--- AIM OF THE TASK ---
Turn every line of the records below into a Markdown table with the columns Row and Text, numbering each line in Row and skipping blank lines. Leave the pictures out of the table.

--- RAW DATA ---
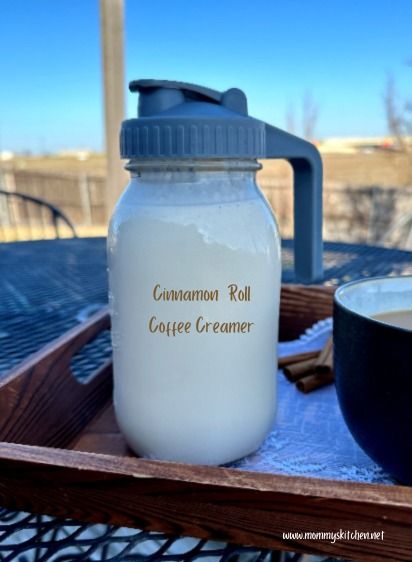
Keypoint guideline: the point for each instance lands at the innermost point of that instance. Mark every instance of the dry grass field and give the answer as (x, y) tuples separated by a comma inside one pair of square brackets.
[(386, 169), (366, 193)]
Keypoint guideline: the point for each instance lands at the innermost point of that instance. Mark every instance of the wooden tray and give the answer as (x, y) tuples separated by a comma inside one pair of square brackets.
[(61, 454)]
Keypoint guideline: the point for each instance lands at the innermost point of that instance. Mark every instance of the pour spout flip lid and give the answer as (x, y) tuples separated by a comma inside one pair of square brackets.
[(180, 120)]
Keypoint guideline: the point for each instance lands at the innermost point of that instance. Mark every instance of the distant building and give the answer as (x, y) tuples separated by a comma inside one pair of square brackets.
[(6, 155)]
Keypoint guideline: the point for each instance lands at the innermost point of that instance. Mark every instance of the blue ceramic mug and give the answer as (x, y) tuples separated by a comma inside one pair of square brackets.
[(373, 368)]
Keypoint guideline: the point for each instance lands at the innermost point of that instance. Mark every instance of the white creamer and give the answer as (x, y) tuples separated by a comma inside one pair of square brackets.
[(185, 247), (195, 269)]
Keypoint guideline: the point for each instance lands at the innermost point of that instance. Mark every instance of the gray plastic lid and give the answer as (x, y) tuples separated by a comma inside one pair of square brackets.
[(179, 120)]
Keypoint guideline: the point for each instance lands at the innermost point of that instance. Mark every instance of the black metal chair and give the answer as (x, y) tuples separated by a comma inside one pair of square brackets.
[(23, 216)]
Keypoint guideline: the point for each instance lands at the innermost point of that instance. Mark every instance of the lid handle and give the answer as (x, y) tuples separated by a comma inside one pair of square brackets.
[(307, 186), (158, 95)]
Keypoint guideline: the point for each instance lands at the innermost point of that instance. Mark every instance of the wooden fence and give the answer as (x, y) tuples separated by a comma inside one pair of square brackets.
[(372, 214)]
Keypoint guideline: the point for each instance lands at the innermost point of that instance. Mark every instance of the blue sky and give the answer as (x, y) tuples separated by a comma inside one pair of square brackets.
[(339, 50)]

--- RESPONSE FOR THIS EXERCISE ---
| Row | Text |
|---|---|
| 1 | Keypoint guideline: the point for each instance lands at the innermost point of that instance. Mark every instance of the dry grass field and give the answer as (x, y) tuples separated by a comma inside one pair of square brackets. |
| 2 | [(386, 169), (366, 193)] |
| 3 | Keypoint guideline: the point for each instance lands at the innermost point of that instance. Mark every instance of the wooden tray and give the answer as (x, y) tuples separated by a comma inside one pair of square brackets. |
| 4 | [(61, 454)] |
| 5 | Keypoint guideline: the point for each instance lands at the innermost point of that instance. Mark every instance of the pour spout flip lid and give the answer as (x, y) tuples separated by a comma inside one pair of square brackets. |
| 6 | [(180, 120)] |
| 7 | Keypoint guideline: the point for each instance lands at the innermost point of that instance. Mark every instance of the distant building and give the answer as (x, y) tuples separated by a comma inside one pair of square brackets. |
| 8 | [(6, 155)] |
| 9 | Keypoint guideline: the point for each instance lands at the innermost point of that instance. Mark every instance of the blue ceramic mug and give the answer as (x, y) tuples separated by a comma inside one pair of square brackets. |
| 10 | [(373, 368)] |
| 11 | Keypoint guideline: the point for each instance lands at the innermost point of that instance. Mark every instance of the white creamer and give the answer as (x, y) tuples separated by a comma inside one pair of square brackets. |
| 12 | [(185, 247), (195, 269)] |
| 13 | Keypoint guideline: the point for each instance lands at the innermost point of that instance. Mark every instance of the gray plastic lid and give the answer as (x, y) tuples separated by a comma inside one pair of square brackets. |
| 14 | [(179, 120)] |
| 15 | Keypoint guideline: the point for each instance lands at the innermost point of that instance. Mark every instance of the black metal chair and give the answer as (x, y) tuples separated by a comma inside one pair of square brackets. |
| 16 | [(23, 216)] |
| 17 | Keypoint guideline: the point for each instance lands at the innermost point of that instance. Mark every instance of the lid handle and give the answer as (x, y) tuples separated by a comma inside one pair of square brackets. |
| 18 | [(307, 186), (158, 95)] |
| 19 | Keypoint guideline: the point for each instance lands at the innermost point of that instance. Mark every instance of the wooden fence and give the answer as (x, y) tuples separated by a comma inside one pair of square brackets. |
| 20 | [(372, 214)] |
| 21 | Keypoint guideline: the point for each instance lands at the innermost point of that instance. Mark every instance of the blue sky and give the answer as (x, y) tuples separated by a comma inside one pair of square brackets. |
| 22 | [(339, 50)] |